▶ **Given exercise**:
Transcribe every line of the records below verbatim, changing nothing.

▶ **Source data**:
--- Start ---

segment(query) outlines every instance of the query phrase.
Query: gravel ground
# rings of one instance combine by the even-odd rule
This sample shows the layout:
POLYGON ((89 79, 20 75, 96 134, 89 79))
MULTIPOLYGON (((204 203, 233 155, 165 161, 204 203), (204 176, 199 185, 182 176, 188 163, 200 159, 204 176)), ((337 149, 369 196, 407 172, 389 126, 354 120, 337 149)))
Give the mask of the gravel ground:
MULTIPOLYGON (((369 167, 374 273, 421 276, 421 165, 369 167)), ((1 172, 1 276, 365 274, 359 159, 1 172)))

--- End ---

▶ **The response**:
segment(query) outlines every instance of the query phrase.
Query: gravel ground
# rings of one instance combine by the even-odd rule
This sample shows the layout:
POLYGON ((89 79, 20 75, 96 134, 89 79))
MULTIPOLYGON (((204 203, 233 155, 165 161, 204 203), (204 176, 199 185, 182 176, 188 163, 200 159, 204 176)), ((337 149, 369 196, 407 172, 389 126, 354 120, 337 149)))
Give the mask of the gravel ground:
MULTIPOLYGON (((369 167, 374 273, 421 276, 421 165, 369 167)), ((1 172, 1 276, 365 274, 359 159, 1 172)))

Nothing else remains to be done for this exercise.